■ DIRECTIVES:
a: Answer these questions about the U-SQL job performance thread:
(i) With how many AUs was the job first run?
(ii) Which two operations does the thread name as hard to analyze without a technical description?
(iii) What kind of join does the poster say can replace the inner joins?
b: Reproduce everything in the U-SQL job performance thread from "Could you help" down to "add hints, etc)?".
c: Carry on the U-SQL job performance thread from the point where it stops.

____ SOURCE TEXT

U-SQL job performance

Could you help me with the job performance? I runned it with 10 AUs. And at first part of time they are used almost all. But from the second half of the execution time it uses only 1 AU. I see in the plan a one supervertex consists from only one vertex, it looks like underestimated execution plan (it is just assumption).

I'm trying to analyze the execution time but it is difficult without technical description of operations like HashCombine, HashCross, ...

So my question could i do something with it (modify code, add hints, etc)?

my job ID link

The problem was fixed with Mychael Rys's solution.

I applied Michael Rys's solution and it works perfect. Thank you as always! See the pic below. Almost all 10AUs from 10AUs are used now. Also i played with modeling tool and looks like the script is scaled near to linearly. Awesome :).

One more solution

Also I can replace inner joins by left joins (the replacement will be equivalent in my case because in dimension tables ALWAYS exists only one row for any record in a fact table dim-1:M-fact). The CBO estimate join’s results cardinality as “at least not less than the fact table”. In the case CBO generate good plan without hints.

Solution

I will forward your job link to one of our devs who can take a look and update this answer once I get more information.

For stackoverflow help though, it would be helpful to see the script and/or the job graph as well. For example, how much data are you operating on? Are you using an operation that implies an ordering or grouping, etc.

________
____ PROVIDED DATA

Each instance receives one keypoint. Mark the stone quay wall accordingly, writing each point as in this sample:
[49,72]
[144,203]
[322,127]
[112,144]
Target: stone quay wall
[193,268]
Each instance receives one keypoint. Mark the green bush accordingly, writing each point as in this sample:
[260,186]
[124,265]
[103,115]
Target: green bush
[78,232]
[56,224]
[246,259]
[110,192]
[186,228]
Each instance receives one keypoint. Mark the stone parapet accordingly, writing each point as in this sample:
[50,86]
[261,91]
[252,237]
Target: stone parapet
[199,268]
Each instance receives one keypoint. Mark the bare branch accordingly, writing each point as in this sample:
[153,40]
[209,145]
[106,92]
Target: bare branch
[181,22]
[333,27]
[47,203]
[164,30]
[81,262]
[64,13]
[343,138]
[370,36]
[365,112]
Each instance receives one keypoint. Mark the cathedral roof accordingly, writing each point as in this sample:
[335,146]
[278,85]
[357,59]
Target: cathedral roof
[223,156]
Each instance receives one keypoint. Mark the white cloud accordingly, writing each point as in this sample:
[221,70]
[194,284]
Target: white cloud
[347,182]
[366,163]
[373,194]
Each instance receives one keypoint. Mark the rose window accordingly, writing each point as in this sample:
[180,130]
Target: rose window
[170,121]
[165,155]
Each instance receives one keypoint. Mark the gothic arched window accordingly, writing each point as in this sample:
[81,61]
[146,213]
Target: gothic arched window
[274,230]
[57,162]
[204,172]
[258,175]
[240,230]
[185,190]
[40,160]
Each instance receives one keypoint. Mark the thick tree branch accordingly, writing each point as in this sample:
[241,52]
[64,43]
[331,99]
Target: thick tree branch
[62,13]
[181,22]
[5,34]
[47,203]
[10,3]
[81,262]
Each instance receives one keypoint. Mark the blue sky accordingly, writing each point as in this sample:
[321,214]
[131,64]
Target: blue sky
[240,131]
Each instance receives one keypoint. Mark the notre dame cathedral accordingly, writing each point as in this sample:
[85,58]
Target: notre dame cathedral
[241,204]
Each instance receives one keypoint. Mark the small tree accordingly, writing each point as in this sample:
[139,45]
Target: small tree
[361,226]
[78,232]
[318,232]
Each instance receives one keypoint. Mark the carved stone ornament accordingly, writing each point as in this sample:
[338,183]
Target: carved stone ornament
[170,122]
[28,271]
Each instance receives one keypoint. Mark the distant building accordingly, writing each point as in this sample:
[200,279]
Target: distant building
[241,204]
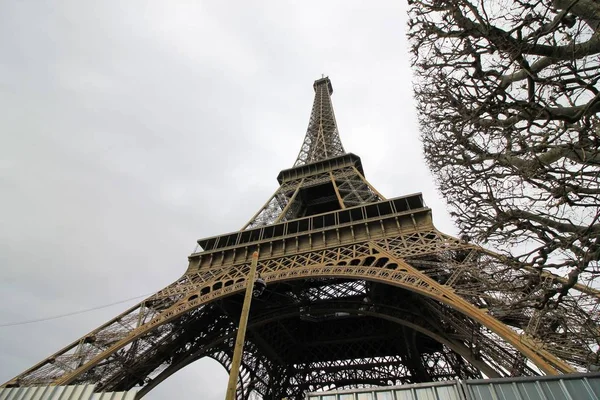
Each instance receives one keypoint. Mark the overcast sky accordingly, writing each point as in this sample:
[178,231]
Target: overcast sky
[131,129]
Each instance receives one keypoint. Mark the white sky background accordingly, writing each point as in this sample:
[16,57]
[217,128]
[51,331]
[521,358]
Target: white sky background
[130,129]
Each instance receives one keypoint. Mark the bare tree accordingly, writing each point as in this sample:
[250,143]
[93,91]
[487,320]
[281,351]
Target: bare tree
[508,101]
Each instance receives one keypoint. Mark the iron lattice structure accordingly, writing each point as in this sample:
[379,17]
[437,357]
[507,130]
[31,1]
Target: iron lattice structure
[362,290]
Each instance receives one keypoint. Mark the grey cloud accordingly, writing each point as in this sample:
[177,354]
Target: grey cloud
[130,129]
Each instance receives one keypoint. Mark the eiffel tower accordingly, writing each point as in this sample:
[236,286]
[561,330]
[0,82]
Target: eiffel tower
[361,290]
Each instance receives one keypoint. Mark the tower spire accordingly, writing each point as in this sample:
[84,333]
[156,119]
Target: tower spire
[322,138]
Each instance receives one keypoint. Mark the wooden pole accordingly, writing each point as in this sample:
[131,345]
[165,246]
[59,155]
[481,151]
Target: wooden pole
[241,336]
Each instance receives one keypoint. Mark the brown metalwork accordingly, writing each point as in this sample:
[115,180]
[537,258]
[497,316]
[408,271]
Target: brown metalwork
[362,290]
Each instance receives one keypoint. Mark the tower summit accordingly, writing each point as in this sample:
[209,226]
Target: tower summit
[361,290]
[322,138]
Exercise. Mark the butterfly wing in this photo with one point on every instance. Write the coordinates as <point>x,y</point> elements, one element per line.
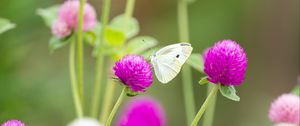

________

■ RESULTS IN ORDER:
a:
(i) 10 AUs
(ii) HashCombine and HashCross
(iii) Left joins

b:
Could you help me with the job performance? I runned it with 10 AUs. And at first part of time they are used almost all. But from the second half of the execution time it uses only 1 AU. I see in the plan a one supervertex consists from only one vertex, it looks like underestimated execution plan (it is just assumption).

I'm trying to analyze the execution time but it is difficult without technical description of operations like HashCombine, HashCross, ...

So my question could i do something with it (modify code, add hints, etc)?

c:
Based on the vertex execution view, it seems that you are extracting from many small files that each contains only a small amount of data. It could well be that the optimizer assumes that there is only a small amount of data coming from these files.

You could add an OPTION(ROWCOUNT= xxx) hint to the EXTRACT statement to hint a larger number of rows (xxx would be the number to force the system to parallelize), assuming my initial assumption is correct.

Some Additional Information after looking at the job

The plan is a 13-way join with 12 dimension tables and 1 fact table. The error (underestimation causing serial plan) begins after 9 of the 12 joins are completed. The last 3 joins – with dim_application, dim_operation, and dim_data_type, are done serially. The spine of the plan still has 29GB. It’s very hard for us to estimate through 9 joins, since we don’t have foreign key information.

The most likely thing you can do to make this work is

Split the join statement into 2, with the joins to dim_application, dim_operation, and dim_data_type in the second one.
Add the ROWCOUNT hint on the output of the first join statement with a large number.

Let me know if that helps.